In this case, we decline to exercise our discretion to institute criminal contempt proceedings where Plaintiffs seek a remedy for a civil wrong, the failure to fully comply with their post-judgment financial disclosure requests. After all, "it is well established that criminal penalties may not be imposed in civil contempt proceedings." In re Grand Jury Investigation, 600 F.2d 420, 424-5 (3d Cir. 1979).

In this instance, after Defendant Donaldson was twice held in civil contempt by this Court, and twice failed to provide complete discovery responses, Plaintiffs served Defendant with updated interrogatories. In their March 29, 2018 motion to compel, Plaintiffs requested "[a]n unredacted copy of any and all monthly bank statements from any bank account that you have deposited money into, withdrew money out of, or had in trust from the years 2013, 2014, 2015, 2016, 2017 and 2018. (This includes both personal and business accounts including any accounts in your wife's name)." (Doc. No. 134).

--- --- ---

## List of tasks
a) Please print the court opinion from "In this instance, after" up to and including "(Doc. No. 134).".
b) According to the court opinion, on what date did Plaintiffs file their motion to compel?
c) Write the next part of the court opinion on contempt proceedings, picking up after its final sentence.

--- --- ---

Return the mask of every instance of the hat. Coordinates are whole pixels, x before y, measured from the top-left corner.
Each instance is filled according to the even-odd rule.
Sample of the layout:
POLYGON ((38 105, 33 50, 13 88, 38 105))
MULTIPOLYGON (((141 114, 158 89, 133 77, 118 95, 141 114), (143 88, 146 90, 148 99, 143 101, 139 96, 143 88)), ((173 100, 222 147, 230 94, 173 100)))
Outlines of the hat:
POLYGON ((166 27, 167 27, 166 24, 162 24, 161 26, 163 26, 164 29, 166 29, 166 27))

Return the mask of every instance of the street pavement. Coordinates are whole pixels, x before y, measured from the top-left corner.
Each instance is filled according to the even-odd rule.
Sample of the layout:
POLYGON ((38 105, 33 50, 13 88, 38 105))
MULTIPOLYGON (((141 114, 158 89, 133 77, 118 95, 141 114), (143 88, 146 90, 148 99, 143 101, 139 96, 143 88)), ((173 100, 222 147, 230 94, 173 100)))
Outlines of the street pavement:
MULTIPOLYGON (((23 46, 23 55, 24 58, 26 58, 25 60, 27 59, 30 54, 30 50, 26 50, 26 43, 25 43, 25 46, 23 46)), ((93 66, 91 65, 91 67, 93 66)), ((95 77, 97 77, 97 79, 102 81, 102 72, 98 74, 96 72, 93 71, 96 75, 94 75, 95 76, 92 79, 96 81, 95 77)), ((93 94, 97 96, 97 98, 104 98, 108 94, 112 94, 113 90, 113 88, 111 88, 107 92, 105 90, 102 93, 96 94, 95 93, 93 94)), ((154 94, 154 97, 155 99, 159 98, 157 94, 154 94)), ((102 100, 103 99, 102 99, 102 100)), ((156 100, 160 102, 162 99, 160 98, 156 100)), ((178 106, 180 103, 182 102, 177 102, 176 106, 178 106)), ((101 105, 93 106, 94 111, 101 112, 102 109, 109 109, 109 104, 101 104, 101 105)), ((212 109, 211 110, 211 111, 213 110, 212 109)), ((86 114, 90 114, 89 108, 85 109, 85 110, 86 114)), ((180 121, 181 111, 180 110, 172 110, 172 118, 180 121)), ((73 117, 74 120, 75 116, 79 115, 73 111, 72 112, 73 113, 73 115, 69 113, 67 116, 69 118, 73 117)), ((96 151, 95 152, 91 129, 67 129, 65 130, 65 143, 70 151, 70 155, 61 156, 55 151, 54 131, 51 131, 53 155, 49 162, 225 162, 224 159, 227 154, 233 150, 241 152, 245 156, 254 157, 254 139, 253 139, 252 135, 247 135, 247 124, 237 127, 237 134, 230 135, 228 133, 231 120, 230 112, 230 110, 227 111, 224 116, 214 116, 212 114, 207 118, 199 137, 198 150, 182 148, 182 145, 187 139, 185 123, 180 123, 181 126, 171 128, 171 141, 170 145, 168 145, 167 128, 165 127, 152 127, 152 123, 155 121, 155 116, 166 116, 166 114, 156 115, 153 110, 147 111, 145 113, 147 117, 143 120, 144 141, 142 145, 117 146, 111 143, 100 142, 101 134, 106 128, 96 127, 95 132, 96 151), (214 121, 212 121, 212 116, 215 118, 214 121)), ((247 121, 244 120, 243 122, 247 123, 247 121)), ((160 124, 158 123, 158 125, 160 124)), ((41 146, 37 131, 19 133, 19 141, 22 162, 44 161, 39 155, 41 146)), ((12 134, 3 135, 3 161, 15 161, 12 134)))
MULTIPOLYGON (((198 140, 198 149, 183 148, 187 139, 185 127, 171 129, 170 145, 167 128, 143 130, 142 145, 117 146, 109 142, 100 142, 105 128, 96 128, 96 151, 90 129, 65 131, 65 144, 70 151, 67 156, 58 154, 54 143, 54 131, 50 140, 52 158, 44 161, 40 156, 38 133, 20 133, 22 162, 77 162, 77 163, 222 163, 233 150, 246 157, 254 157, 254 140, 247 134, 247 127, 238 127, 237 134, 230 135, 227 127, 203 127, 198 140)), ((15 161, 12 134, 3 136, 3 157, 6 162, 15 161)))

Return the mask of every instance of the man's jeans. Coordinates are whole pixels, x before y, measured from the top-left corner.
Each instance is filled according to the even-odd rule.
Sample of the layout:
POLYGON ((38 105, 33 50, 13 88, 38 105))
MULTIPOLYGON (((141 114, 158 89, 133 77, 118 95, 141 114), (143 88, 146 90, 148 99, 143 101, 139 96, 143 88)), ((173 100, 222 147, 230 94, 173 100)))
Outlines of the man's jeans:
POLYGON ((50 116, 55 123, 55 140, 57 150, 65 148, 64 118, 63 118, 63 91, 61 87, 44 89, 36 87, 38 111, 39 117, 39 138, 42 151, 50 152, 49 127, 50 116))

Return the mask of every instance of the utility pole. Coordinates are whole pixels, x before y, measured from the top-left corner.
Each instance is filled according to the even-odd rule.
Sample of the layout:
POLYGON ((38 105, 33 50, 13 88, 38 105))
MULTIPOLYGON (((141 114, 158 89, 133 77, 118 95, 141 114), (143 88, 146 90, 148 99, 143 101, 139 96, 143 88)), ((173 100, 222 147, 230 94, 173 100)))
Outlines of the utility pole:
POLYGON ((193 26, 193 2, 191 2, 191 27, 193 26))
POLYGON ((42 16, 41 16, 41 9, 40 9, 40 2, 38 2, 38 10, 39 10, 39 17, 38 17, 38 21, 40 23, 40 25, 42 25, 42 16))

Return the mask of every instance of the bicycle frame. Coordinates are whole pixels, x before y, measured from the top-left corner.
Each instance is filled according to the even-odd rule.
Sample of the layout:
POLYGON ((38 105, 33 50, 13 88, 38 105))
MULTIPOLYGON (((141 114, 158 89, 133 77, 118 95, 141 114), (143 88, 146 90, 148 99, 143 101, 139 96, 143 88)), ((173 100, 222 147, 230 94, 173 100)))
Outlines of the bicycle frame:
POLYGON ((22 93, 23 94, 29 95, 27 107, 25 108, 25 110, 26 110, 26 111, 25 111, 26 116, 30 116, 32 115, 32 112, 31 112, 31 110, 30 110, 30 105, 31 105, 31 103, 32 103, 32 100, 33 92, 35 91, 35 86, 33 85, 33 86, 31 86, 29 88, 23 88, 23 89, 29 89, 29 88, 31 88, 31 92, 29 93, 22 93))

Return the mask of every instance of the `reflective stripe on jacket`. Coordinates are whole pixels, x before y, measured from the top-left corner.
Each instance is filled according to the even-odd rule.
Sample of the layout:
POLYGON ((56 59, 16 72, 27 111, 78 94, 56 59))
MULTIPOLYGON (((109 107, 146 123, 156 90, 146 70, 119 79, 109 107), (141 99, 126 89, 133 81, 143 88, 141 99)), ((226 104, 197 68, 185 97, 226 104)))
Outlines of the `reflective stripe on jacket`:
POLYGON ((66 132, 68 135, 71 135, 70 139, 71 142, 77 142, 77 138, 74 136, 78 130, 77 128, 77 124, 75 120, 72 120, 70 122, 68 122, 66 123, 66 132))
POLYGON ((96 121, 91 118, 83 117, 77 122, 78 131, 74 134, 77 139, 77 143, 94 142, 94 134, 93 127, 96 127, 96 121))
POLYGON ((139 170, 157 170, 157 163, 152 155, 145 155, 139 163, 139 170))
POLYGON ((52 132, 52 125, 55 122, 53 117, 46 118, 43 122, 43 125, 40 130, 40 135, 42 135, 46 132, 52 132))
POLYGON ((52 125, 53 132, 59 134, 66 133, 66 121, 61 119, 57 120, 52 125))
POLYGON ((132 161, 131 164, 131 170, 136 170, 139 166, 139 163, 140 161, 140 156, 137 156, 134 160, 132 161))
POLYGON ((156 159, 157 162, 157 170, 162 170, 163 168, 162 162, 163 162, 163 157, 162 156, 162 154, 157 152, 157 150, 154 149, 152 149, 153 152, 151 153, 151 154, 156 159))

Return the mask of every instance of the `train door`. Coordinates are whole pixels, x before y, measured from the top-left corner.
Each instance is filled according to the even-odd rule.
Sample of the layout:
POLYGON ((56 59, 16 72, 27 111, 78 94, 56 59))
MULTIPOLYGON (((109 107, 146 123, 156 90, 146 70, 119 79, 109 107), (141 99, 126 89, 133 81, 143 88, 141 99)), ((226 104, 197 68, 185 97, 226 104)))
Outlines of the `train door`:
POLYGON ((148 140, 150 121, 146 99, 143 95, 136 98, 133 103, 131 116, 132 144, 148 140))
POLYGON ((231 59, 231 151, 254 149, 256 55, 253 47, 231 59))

--- --- ---

## Outputs by task
a)
In this instance, after Defendant Donaldson was twice held in civil contempt by this Court, and twice failed to provide complete discovery responses, Plaintiffs served Defendant with updated interrogatories. In their March 29, 2018 motion to compel, Plaintiffs requested "[a]n unredacted copy of any and all monthly bank statements from any bank account that you have deposited money into, withdrew money out of, or had in trust from the years 2013, 2014, 2015, 2016, 2017 and 2018. (This includes both personal and business accounts including any accounts in your wife's name)." (Doc. No. 134).

b) March 29, 2018

c)
We find that Defendant Donaldson has made a good faith effort to respond to Plaintiffs' most recent requests for bank records. Defendant included bank statements for his personalaccount, ending in 5264, from November, 2016 through June, 2018. Defendant stated that the 5264 account was opened on February 12, 2015, which would explain why he has not produced records from the account from 2012, 2013, and 2014, as Plaintiffs requested; although this does not explain his failure to provide records from 2015 or the second half of 2018 through 2019, as requested and ordered. (Doc. No. 142).

With regard to statements from accounts in Defendant's wife's name (Tory Donaldson), Defendant has provided a single monthly statement from the account ending in 3905, 19 months of statements from the account ending in 5127, and no statements from the 0172 account.3 See Doc. No. 147, Ex. A. Thus, he still has not provided statements from account-3905 from 2013, 2014, 2015, or most of 2016; nor has he provided statements from account-5127 from the second half of 2018 or 2019.

We acknowledge a contradiction in Defendant's representations to the Court. Defendant has stated, "I have not deposited or withdrew [sic] money into my wife's account. I only provided the account information to satisfy the court and plaintiff." See ¶1, Doc. No. 138. Yet, bank statements from ...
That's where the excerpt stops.